TRY IT — In the records that follow, find each line with the word "rock" and copy it.

PROVIDED DATA —
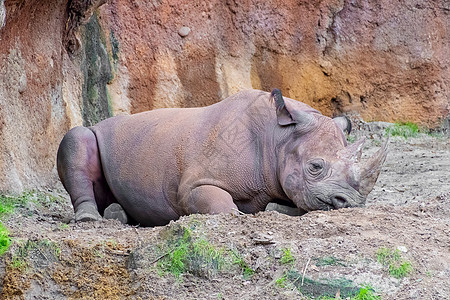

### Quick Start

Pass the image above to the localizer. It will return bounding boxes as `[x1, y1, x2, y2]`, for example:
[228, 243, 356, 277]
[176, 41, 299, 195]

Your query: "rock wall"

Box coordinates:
[0, 0, 70, 192]
[0, 0, 449, 192]
[100, 0, 449, 123]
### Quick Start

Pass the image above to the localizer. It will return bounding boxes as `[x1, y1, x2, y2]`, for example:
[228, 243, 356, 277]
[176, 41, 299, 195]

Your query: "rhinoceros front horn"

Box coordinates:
[358, 140, 389, 197]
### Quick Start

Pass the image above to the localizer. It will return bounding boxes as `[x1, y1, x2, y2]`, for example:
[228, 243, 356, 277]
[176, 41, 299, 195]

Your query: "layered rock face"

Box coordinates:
[0, 0, 449, 192]
[0, 0, 70, 192]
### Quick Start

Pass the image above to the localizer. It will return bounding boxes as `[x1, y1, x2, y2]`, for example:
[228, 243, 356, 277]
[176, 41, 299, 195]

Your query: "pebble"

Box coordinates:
[397, 245, 408, 253]
[178, 26, 191, 37]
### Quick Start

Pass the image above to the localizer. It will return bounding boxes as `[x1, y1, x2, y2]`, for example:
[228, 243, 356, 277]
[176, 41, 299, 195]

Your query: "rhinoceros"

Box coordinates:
[57, 89, 387, 226]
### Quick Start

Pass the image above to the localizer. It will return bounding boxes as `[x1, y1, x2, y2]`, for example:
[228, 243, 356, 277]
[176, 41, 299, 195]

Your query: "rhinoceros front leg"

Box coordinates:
[185, 185, 238, 215]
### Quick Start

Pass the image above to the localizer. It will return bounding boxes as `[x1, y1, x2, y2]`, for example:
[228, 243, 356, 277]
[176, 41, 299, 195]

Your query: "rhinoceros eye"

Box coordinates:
[307, 159, 325, 176]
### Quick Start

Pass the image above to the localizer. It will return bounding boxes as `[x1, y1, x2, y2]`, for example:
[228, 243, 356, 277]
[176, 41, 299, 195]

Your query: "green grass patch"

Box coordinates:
[58, 223, 69, 231]
[156, 225, 225, 279]
[276, 273, 289, 288]
[427, 131, 447, 139]
[385, 122, 419, 138]
[155, 224, 256, 280]
[11, 239, 61, 271]
[285, 270, 365, 298]
[0, 192, 39, 218]
[39, 192, 66, 206]
[0, 191, 67, 220]
[0, 223, 11, 255]
[278, 270, 381, 299]
[376, 247, 413, 279]
[314, 256, 346, 267]
[354, 285, 382, 300]
[388, 260, 413, 279]
[229, 249, 255, 279]
[0, 194, 24, 217]
[280, 247, 295, 265]
[316, 284, 381, 299]
[158, 240, 188, 277]
[0, 193, 31, 255]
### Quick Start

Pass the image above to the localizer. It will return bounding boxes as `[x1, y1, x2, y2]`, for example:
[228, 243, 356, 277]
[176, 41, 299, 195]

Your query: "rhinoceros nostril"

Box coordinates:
[331, 195, 348, 209]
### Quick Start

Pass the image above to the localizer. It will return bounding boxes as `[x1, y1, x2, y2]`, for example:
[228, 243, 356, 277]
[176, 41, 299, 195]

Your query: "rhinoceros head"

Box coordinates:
[271, 89, 388, 211]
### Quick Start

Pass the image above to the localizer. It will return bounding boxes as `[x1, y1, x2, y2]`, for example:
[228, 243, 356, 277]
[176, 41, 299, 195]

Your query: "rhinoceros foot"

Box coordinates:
[75, 202, 102, 222]
[104, 203, 128, 224]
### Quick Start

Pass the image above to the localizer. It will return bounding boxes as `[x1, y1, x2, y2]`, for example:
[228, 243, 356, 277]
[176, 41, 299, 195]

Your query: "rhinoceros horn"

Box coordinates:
[337, 137, 366, 163]
[358, 140, 389, 197]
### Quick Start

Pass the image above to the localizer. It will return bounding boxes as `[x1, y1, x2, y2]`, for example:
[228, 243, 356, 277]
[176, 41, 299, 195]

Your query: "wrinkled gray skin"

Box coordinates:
[57, 89, 387, 226]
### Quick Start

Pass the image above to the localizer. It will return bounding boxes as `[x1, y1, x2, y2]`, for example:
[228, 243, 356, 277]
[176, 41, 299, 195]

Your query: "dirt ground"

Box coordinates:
[0, 125, 449, 299]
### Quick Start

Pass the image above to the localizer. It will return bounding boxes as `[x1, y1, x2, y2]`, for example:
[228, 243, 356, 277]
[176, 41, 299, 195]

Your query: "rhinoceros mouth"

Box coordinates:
[308, 185, 365, 211]
[311, 195, 334, 211]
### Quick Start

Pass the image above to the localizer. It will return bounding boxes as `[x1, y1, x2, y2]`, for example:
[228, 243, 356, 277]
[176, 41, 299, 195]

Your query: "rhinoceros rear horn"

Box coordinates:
[338, 137, 365, 163]
[358, 139, 389, 197]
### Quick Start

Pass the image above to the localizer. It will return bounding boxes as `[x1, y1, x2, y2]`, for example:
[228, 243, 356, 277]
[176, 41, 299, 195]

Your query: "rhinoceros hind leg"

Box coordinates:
[57, 126, 116, 222]
[186, 185, 238, 215]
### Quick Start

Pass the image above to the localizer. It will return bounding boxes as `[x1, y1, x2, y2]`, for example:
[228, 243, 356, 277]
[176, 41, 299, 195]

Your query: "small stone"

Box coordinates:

RESULT —
Your query: "rock wall"
Your query: "layered rock face"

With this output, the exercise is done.